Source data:
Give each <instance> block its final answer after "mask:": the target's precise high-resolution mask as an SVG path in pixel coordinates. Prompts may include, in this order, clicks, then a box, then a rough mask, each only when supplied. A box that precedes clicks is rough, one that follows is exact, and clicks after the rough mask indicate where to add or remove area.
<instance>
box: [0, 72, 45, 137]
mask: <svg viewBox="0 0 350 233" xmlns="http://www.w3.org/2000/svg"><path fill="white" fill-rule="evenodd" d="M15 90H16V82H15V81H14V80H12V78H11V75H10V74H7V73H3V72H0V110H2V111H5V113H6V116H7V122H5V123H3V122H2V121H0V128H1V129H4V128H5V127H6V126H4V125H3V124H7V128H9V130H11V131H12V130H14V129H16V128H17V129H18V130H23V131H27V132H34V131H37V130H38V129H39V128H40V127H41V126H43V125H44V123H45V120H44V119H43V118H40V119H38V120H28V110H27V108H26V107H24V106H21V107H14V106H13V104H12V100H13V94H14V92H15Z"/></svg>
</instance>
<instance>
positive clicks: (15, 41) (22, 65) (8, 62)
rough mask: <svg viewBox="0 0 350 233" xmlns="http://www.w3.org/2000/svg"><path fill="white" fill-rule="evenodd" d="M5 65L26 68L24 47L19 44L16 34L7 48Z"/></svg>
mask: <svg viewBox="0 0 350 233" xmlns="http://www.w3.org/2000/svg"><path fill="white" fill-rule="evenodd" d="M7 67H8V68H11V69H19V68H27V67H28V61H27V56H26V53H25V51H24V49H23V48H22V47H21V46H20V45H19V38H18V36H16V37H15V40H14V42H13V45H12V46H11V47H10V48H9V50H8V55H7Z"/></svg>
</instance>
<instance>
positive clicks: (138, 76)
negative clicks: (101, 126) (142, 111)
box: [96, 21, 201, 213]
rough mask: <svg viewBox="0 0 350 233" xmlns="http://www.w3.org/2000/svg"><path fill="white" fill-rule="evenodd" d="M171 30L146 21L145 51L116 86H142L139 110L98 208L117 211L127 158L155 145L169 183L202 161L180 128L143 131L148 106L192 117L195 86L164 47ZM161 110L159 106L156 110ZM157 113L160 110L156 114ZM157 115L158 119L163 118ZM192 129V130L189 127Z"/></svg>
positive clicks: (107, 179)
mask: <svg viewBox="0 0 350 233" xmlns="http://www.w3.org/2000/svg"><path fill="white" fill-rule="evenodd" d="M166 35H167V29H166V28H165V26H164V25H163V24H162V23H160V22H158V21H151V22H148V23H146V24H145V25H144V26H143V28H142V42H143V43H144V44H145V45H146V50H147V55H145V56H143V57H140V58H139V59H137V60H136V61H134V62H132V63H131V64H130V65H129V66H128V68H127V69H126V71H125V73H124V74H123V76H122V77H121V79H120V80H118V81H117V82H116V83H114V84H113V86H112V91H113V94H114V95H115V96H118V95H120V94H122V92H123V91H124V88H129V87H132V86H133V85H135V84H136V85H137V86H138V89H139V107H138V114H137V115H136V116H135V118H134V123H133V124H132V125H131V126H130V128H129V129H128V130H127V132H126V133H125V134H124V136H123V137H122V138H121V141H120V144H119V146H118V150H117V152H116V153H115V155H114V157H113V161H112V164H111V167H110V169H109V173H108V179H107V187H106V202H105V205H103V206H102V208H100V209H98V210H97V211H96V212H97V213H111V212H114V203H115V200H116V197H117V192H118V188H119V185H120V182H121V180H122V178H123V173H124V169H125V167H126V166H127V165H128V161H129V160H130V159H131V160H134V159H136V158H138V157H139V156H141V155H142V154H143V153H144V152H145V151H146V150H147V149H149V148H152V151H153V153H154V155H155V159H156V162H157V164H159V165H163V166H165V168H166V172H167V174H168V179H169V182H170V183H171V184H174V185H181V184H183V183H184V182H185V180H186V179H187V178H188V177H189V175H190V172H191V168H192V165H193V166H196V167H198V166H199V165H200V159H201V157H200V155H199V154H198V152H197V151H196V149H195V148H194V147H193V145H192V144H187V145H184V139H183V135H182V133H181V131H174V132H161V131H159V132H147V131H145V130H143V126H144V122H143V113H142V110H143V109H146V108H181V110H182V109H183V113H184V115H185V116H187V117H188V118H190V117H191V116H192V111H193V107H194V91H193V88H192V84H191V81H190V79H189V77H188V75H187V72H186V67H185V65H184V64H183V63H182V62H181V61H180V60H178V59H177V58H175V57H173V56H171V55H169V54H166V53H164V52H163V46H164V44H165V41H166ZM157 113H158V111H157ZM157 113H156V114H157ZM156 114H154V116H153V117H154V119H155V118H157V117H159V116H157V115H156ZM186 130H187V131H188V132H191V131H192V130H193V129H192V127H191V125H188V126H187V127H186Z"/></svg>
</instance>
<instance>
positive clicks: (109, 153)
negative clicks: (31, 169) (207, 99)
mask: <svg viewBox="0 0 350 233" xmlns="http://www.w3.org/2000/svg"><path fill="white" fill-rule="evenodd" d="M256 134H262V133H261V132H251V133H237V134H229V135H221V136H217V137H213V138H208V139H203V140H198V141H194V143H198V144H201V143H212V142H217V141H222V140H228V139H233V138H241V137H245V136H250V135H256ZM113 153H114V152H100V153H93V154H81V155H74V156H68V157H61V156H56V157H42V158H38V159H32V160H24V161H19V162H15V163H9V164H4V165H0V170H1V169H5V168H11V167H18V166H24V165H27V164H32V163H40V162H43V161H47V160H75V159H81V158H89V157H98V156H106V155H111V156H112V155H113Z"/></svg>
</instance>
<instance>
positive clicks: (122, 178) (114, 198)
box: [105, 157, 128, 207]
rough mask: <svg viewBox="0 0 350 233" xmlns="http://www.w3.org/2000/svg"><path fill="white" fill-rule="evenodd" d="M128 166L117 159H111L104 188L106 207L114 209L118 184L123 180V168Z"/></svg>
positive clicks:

** EXERCISE AIM **
Copy every line above once more, precisely as it reads.

** WRITTEN RESPONSE **
Give each <instance> block its final answer after "mask:": the target's precise high-resolution mask as an SVG path in pixel coordinates. Prompts may include, in this order, clicks, then a box, then a rough mask, each only when supplied. A box that precedes clicks is rough, one that follows is exact, and clicks after the rough mask indicate where to add or remove area.
<instance>
box: [0, 72, 45, 137]
mask: <svg viewBox="0 0 350 233" xmlns="http://www.w3.org/2000/svg"><path fill="white" fill-rule="evenodd" d="M15 90H16V82H15V81H14V80H12V78H11V75H10V74H7V73H3V72H0V110H2V111H5V113H6V116H7V122H5V123H3V122H2V121H0V128H1V129H4V128H5V127H6V126H4V125H3V124H7V128H9V130H11V131H12V130H14V129H16V128H17V129H18V130H23V131H27V132H34V131H37V130H38V129H39V128H40V127H41V126H43V125H44V123H45V120H44V119H43V118H40V119H38V120H28V110H27V108H26V107H24V106H21V107H14V106H13V104H12V100H13V94H14V92H15Z"/></svg>
</instance>
<instance>
positive clicks: (15, 41) (22, 65) (8, 62)
rough mask: <svg viewBox="0 0 350 233" xmlns="http://www.w3.org/2000/svg"><path fill="white" fill-rule="evenodd" d="M5 65L26 68L24 47L19 44L16 34L7 48Z"/></svg>
mask: <svg viewBox="0 0 350 233" xmlns="http://www.w3.org/2000/svg"><path fill="white" fill-rule="evenodd" d="M7 67H8V68H11V69H19V68H27V67H28V61H27V56H26V53H25V51H24V49H23V48H22V47H21V46H20V45H19V38H18V36H16V37H15V40H14V42H13V45H12V46H11V47H10V48H9V50H8V55H7Z"/></svg>
</instance>
<instance>
positive clicks: (138, 76)
negative clicks: (101, 126) (142, 111)
box: [96, 21, 201, 213]
rough mask: <svg viewBox="0 0 350 233" xmlns="http://www.w3.org/2000/svg"><path fill="white" fill-rule="evenodd" d="M171 30L146 21L145 51L116 86H142L139 110L98 208L117 211L127 158L155 145L169 183L202 161L180 128L143 131L148 106L192 117L195 86L164 47ZM161 110L159 106L156 110ZM157 113L160 110L156 114ZM157 115L158 119L163 118ZM192 129V130L189 127Z"/></svg>
positive clicks: (107, 179)
mask: <svg viewBox="0 0 350 233" xmlns="http://www.w3.org/2000/svg"><path fill="white" fill-rule="evenodd" d="M166 35H167V29H166V28H165V26H164V25H163V24H162V23H160V22H158V21H151V22H148V23H146V24H145V25H144V26H143V28H142V42H143V43H144V44H145V45H146V50H147V55H145V56H143V57H140V58H139V59H137V60H136V61H134V62H132V63H131V64H130V65H129V66H128V68H127V69H126V71H125V73H124V74H123V76H122V77H121V79H120V80H118V81H117V82H116V83H114V84H113V86H112V91H113V94H114V95H115V96H118V95H120V94H122V92H123V91H124V88H129V87H132V86H133V85H135V84H136V85H137V86H138V89H139V107H138V114H137V115H136V116H135V118H134V123H133V124H132V125H131V126H130V128H129V129H128V130H127V132H126V133H125V134H124V136H123V137H122V138H121V141H120V144H119V146H118V150H117V152H116V153H115V155H114V157H113V161H112V164H111V167H110V169H109V173H108V179H107V187H106V202H105V205H103V206H102V208H100V209H98V210H97V211H96V212H97V213H111V212H114V203H115V200H116V197H117V192H118V188H119V185H120V182H121V180H122V178H123V173H124V169H125V167H126V166H127V165H128V161H129V160H130V159H131V160H134V159H136V158H138V157H139V156H141V155H142V154H143V153H144V152H145V151H146V150H147V149H149V148H152V151H153V153H154V155H155V159H156V162H157V164H159V165H163V166H165V168H166V172H167V174H168V179H169V182H170V183H171V184H174V185H181V184H183V183H184V182H185V180H186V179H187V178H188V177H189V175H190V172H191V168H192V165H193V166H196V167H198V166H199V165H200V159H201V157H200V155H199V154H198V152H197V151H196V149H195V148H194V147H193V145H192V144H187V145H184V139H183V135H182V133H181V131H174V132H161V131H159V132H147V131H145V130H143V126H144V122H143V113H142V110H143V109H146V108H181V110H182V109H183V113H184V115H185V116H187V117H188V118H190V117H191V116H192V111H193V107H194V91H193V88H192V84H191V81H190V79H189V77H188V75H187V72H186V67H185V65H184V64H183V63H182V62H181V61H180V60H178V59H177V58H175V57H173V56H171V55H169V54H166V53H164V52H163V46H164V44H165V41H166ZM157 113H158V111H157ZM157 113H156V114H157ZM156 114H154V116H153V117H154V119H155V118H157V117H159V116H157V115H156ZM186 130H187V131H188V132H191V131H192V130H193V129H192V127H191V125H188V126H187V127H186Z"/></svg>
</instance>
<instance>
positive clicks: (109, 153)
negative clicks: (31, 169) (207, 99)
mask: <svg viewBox="0 0 350 233" xmlns="http://www.w3.org/2000/svg"><path fill="white" fill-rule="evenodd" d="M256 134H262V133H261V132H251V133H237V134H229V135H221V136H217V137H213V138H208V139H203V140H198V141H194V143H198V144H201V143H212V142H217V141H222V140H228V139H233V138H241V137H245V136H250V135H256ZM113 153H114V152H100V153H93V154H81V155H74V156H68V157H61V156H56V157H42V158H38V159H32V160H24V161H19V162H15V163H9V164H4V165H0V170H1V169H5V168H11V167H18V166H24V165H27V164H32V163H40V162H43V161H47V160H75V159H81V158H89V157H98V156H106V155H111V156H112V155H113Z"/></svg>
</instance>
<instance>
positive clicks: (122, 178) (114, 198)
box: [105, 157, 128, 207]
rough mask: <svg viewBox="0 0 350 233" xmlns="http://www.w3.org/2000/svg"><path fill="white" fill-rule="evenodd" d="M128 166L117 159H111L104 188L106 207L114 209L118 184L123 180V168Z"/></svg>
positive clicks:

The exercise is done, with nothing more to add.